RECORDED INFORMATION.
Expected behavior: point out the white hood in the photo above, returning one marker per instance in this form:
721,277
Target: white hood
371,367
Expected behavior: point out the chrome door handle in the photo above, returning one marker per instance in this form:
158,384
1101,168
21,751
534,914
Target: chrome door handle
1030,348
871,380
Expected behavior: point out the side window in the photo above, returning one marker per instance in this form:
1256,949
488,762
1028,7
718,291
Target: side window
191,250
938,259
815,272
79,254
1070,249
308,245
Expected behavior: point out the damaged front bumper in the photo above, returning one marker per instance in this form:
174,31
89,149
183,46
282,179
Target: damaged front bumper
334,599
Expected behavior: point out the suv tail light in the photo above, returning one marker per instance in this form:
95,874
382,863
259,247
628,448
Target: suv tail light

WORK TO COMPLETE. The answer must be a verbatim transcription of all the entries.

TASK SOLUTION.
Expected behavior: point out the white hood in the photo above, returning one marker per instance in this form:
721,277
Target: white hood
371,367
Expected behavior: point out the chrome door handle in the photo above, returning one marker per instance in this form:
158,384
1101,168
21,751
534,914
Target: chrome door handle
1030,348
871,380
Expected behavior: point out the side window in the photo above, returning one marker per instance in this form:
1256,949
488,762
1028,7
718,291
Target: side window
191,250
938,259
815,272
79,254
1070,249
308,245
Expected behavior: point out the damaged front bumper in the photo above, returning one marker per instance in this form:
174,31
89,149
183,46
282,179
Target: damaged front bumper
334,599
Expected behavior: point out the suv tail light in the photo above, returning one marker per instance in this form:
95,874
382,863
259,247
628,448
Target: suv tail light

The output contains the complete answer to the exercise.